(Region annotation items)
=-=-=

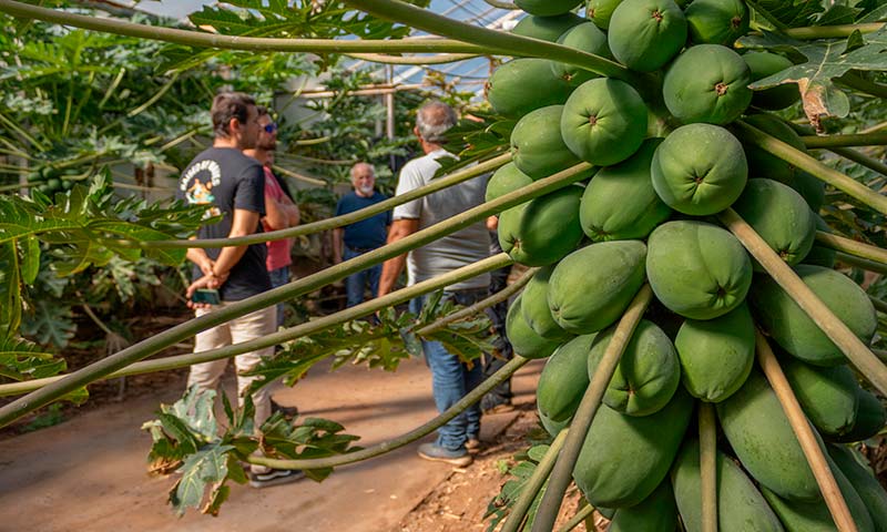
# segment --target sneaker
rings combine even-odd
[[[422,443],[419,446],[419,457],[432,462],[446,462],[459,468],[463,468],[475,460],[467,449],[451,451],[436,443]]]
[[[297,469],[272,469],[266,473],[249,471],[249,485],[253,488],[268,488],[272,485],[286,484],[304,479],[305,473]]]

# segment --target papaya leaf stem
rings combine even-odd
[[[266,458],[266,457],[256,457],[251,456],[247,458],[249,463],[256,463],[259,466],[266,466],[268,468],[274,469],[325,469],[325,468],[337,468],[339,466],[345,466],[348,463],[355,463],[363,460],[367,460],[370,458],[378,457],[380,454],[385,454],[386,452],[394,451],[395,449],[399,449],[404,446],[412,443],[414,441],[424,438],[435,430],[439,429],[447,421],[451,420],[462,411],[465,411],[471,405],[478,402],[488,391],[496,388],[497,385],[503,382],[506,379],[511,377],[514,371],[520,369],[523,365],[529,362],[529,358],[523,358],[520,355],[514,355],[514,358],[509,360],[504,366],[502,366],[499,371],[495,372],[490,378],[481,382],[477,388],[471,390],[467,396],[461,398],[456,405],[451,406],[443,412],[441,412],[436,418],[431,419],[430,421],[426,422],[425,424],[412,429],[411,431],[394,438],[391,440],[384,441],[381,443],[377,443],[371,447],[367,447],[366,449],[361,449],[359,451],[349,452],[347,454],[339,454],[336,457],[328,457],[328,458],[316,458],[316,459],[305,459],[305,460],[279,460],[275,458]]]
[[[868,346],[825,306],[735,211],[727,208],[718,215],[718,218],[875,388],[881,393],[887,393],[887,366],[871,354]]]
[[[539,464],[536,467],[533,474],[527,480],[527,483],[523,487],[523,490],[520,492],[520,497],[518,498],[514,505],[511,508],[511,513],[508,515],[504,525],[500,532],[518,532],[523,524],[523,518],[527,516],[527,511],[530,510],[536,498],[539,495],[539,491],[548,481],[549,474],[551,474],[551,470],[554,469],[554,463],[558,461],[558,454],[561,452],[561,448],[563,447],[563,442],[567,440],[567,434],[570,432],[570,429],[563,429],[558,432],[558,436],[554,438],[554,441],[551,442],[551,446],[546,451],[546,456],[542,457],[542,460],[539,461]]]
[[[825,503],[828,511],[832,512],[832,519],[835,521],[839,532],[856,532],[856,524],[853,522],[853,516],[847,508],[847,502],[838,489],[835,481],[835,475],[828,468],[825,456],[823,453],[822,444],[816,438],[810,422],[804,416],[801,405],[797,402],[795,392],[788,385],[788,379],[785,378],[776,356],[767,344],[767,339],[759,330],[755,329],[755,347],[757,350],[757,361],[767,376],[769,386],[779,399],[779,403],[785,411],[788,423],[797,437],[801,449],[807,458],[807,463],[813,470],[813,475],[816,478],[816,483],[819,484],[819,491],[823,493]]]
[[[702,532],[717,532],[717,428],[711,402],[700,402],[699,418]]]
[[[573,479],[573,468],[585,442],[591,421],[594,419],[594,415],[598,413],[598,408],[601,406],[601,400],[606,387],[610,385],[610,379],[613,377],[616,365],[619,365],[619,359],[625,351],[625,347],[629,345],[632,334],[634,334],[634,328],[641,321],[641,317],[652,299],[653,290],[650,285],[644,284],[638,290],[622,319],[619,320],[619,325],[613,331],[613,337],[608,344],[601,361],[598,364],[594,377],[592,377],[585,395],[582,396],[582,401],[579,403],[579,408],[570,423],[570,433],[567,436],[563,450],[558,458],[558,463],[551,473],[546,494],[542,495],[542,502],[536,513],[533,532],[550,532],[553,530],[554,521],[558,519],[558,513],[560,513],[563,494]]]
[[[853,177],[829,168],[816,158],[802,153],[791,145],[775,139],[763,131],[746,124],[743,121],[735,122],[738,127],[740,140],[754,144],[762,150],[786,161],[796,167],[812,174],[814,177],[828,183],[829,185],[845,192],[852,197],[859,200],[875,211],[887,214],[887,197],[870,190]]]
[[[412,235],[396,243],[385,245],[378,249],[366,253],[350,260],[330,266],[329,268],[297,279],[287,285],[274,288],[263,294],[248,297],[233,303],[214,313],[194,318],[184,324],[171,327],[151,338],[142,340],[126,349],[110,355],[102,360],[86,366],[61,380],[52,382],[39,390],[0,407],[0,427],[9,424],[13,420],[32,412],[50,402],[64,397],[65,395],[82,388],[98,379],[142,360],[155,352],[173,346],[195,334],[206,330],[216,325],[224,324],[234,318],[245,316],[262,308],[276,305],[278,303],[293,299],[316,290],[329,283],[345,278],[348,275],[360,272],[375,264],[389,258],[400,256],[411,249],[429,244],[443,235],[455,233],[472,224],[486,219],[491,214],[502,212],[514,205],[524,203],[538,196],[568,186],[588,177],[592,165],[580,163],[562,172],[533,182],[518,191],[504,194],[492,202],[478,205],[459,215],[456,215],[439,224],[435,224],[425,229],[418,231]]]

=-=-=

TASK TO CARRY OUT: Pick out every line in the rows above that contains the string "segment", and copy each such line in full.

SOLUTION TO THIS EXERCISE:
# segment --target sneaker
# segment --target papaya leaf stem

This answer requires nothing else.